GOAL | Extract and copy every line in the records below that contains the string "white". The match is case-sensitive.

RECORDS SHOWN |
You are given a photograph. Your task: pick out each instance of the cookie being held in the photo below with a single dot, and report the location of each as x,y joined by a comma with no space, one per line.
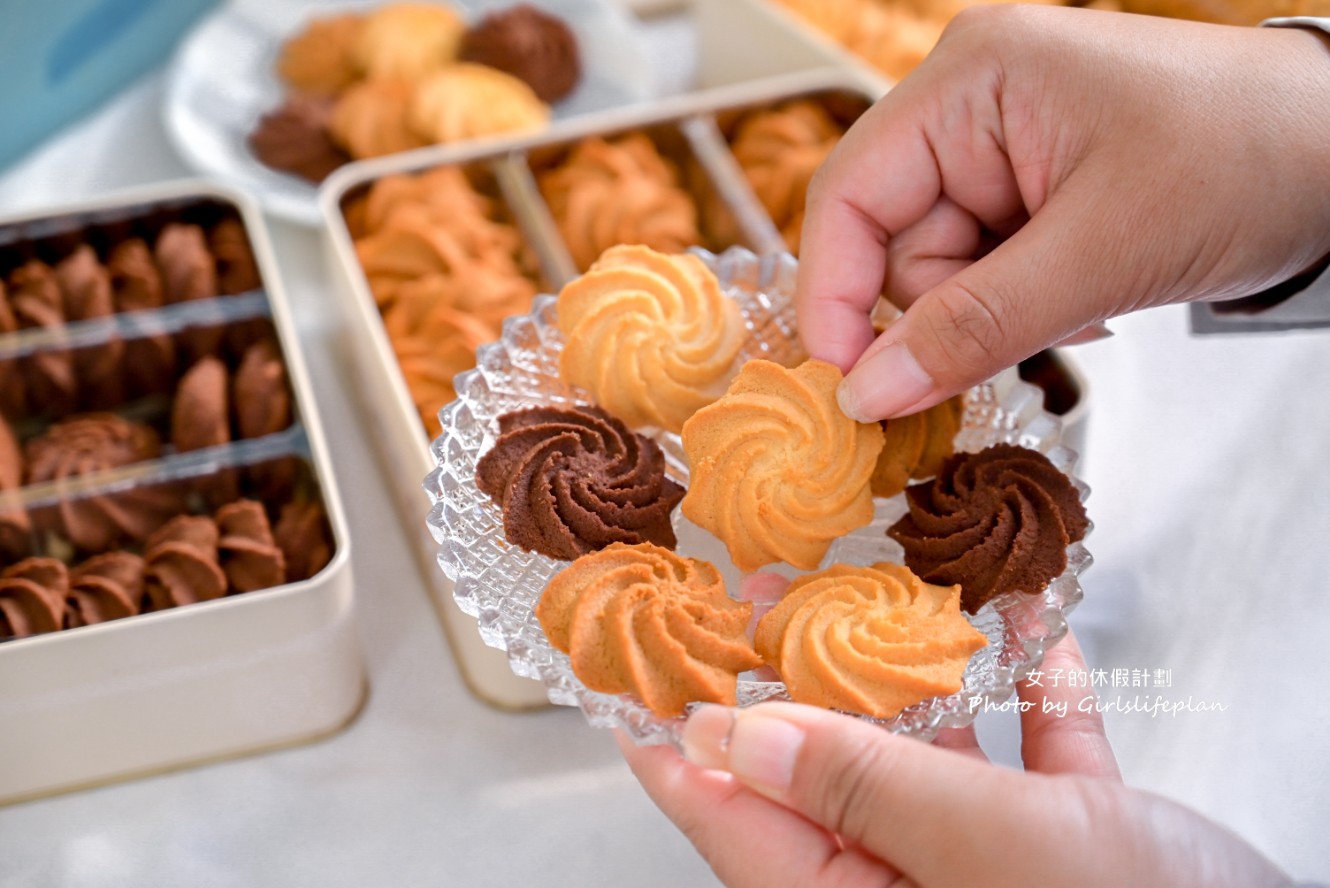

---

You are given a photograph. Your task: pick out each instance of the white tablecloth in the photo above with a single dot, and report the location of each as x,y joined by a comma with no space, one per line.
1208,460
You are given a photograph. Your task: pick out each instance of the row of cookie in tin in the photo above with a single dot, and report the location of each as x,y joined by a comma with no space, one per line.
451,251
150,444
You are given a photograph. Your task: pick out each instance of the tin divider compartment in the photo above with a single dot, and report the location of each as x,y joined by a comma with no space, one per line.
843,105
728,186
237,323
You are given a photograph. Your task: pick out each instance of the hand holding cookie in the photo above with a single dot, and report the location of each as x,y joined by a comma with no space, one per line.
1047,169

--

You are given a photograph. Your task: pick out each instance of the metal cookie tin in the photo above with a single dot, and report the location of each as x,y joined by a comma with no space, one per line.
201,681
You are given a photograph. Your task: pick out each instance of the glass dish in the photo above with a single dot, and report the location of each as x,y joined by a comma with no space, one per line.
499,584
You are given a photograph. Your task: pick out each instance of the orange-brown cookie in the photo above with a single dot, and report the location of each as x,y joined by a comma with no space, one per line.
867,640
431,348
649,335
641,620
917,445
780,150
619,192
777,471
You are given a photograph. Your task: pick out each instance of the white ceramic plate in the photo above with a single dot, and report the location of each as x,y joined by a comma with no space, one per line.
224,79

CORRECT OUTPUT |
You are given a photograph. Your task: pick out each instance of the white tablecloth in the photo above with a single dot, and report the location of each as x,y joined by a comma with no space, one per line.
You are given a photograph. Your task: pick out each instance of the white ceramic plate in the photo above with a single dot, and report the location of each as x,y joined by a comma with no space, one per line.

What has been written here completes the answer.